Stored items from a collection
BEGIN

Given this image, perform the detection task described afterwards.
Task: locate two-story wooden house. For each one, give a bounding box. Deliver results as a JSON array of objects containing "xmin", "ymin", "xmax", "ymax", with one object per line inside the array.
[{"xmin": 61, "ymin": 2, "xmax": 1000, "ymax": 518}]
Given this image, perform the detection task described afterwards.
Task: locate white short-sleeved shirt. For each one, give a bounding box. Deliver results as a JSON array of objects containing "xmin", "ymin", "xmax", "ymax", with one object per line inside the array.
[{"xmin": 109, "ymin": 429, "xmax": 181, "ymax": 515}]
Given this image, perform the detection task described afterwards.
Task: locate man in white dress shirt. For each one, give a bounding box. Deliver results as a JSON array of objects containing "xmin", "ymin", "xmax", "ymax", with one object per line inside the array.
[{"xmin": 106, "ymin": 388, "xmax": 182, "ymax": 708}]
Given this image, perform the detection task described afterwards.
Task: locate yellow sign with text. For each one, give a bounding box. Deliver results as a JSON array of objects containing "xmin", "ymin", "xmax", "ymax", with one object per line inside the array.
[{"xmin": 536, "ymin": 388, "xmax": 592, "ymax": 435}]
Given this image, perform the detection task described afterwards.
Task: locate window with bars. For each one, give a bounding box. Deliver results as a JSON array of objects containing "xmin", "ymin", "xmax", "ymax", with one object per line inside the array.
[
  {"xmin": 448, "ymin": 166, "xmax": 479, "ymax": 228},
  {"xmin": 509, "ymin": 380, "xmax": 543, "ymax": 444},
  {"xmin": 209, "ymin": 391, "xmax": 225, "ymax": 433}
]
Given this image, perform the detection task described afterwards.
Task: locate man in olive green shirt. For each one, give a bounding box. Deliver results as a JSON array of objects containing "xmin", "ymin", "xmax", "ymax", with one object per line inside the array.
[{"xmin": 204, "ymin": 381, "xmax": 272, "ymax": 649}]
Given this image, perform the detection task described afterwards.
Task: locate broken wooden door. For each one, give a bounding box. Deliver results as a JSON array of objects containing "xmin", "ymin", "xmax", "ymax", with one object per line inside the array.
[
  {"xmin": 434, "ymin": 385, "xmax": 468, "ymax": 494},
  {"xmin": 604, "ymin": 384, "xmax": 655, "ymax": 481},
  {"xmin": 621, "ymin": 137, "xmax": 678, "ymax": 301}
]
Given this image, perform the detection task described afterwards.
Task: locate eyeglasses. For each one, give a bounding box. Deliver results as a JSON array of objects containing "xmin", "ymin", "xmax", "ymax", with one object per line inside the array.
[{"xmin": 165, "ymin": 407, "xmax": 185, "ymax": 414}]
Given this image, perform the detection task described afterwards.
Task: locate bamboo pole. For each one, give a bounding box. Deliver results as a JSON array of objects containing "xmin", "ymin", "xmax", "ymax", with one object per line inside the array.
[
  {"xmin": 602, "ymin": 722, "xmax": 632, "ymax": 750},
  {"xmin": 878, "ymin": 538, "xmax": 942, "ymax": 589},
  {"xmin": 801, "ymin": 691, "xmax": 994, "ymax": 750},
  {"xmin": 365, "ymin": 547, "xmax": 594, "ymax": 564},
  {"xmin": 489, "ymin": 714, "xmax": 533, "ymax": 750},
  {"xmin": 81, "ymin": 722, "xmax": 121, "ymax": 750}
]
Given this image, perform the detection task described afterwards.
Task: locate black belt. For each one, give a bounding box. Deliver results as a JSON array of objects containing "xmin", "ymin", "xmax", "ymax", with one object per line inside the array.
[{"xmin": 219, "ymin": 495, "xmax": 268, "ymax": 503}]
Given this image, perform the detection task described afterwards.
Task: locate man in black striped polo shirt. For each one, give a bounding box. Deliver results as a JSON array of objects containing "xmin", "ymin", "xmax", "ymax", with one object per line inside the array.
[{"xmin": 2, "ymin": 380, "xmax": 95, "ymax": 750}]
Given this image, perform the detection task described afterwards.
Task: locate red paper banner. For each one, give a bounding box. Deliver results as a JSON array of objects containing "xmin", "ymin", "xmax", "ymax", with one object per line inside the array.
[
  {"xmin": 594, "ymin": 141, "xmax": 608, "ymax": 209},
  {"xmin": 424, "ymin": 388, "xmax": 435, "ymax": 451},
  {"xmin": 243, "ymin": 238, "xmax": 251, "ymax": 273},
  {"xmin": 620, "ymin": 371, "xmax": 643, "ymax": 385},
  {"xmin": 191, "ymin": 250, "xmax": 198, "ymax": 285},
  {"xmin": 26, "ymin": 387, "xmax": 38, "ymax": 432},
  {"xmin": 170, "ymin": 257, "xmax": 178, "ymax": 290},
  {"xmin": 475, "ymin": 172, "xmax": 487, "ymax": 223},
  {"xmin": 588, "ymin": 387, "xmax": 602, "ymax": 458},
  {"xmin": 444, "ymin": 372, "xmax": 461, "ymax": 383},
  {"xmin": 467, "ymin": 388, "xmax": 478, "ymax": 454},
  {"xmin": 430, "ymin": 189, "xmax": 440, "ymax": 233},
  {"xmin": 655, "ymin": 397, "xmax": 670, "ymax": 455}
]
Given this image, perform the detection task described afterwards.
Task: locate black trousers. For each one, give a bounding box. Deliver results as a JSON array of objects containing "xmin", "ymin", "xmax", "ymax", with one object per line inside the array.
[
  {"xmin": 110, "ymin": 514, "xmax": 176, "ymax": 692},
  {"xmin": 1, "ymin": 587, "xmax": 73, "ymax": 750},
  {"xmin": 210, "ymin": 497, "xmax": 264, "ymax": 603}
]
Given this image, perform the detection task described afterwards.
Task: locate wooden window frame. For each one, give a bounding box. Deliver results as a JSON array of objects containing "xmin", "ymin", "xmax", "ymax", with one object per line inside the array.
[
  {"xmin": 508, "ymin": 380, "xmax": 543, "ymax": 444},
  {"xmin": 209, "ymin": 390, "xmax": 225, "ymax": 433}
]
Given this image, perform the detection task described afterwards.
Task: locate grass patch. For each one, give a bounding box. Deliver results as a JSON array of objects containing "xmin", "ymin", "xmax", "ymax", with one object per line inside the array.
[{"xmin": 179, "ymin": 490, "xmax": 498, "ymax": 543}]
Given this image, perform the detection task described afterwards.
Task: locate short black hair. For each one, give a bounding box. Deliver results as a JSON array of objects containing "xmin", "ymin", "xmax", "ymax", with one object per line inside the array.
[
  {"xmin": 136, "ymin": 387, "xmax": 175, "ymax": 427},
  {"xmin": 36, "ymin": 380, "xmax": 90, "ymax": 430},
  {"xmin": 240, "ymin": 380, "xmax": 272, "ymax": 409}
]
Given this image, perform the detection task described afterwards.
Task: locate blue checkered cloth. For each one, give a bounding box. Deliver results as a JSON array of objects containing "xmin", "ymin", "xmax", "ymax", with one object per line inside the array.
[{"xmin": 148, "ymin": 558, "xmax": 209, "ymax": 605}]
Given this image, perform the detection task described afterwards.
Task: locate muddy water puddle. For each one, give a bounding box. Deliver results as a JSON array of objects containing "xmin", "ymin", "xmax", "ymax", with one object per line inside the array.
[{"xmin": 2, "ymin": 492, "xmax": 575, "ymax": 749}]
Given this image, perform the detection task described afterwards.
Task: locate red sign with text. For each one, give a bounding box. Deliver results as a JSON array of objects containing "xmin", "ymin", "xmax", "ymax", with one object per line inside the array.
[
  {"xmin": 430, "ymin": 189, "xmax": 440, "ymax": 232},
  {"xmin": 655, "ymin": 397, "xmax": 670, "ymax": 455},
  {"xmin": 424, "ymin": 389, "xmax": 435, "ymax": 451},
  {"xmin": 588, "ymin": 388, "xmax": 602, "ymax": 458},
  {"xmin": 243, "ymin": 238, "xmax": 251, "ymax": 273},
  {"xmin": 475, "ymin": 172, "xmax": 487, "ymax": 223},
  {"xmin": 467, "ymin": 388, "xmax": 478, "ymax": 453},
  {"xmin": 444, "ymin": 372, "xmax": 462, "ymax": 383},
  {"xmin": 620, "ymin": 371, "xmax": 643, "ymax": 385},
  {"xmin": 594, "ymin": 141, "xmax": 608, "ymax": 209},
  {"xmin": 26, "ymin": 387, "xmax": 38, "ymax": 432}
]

END

WORK ORDER: For the entries above, transcribe precisely the lines from the one with "Task: locate muddy" through the end, including both.

RESPONSE:
Task: locate muddy water puddle. For each one, give a bounding box. Deliver results as a JSON array of objects containing "xmin", "ymin", "xmax", "ymax", with one object per line inside the array.
[{"xmin": 2, "ymin": 492, "xmax": 575, "ymax": 749}]
Given this image, perform the detection task described afterwards.
Task: locate red sign with text. For each one, give a bounding box. Deliver results as a JSON array of objects containing "xmin", "ymin", "xmax", "ymax", with one object per line inside the array.
[
  {"xmin": 430, "ymin": 189, "xmax": 440, "ymax": 232},
  {"xmin": 655, "ymin": 397, "xmax": 670, "ymax": 455},
  {"xmin": 424, "ymin": 389, "xmax": 435, "ymax": 451},
  {"xmin": 588, "ymin": 388, "xmax": 602, "ymax": 458},
  {"xmin": 243, "ymin": 238, "xmax": 251, "ymax": 273},
  {"xmin": 475, "ymin": 172, "xmax": 487, "ymax": 223},
  {"xmin": 467, "ymin": 388, "xmax": 478, "ymax": 453},
  {"xmin": 444, "ymin": 372, "xmax": 462, "ymax": 383},
  {"xmin": 620, "ymin": 371, "xmax": 643, "ymax": 385},
  {"xmin": 594, "ymin": 141, "xmax": 608, "ymax": 209},
  {"xmin": 26, "ymin": 387, "xmax": 38, "ymax": 432}
]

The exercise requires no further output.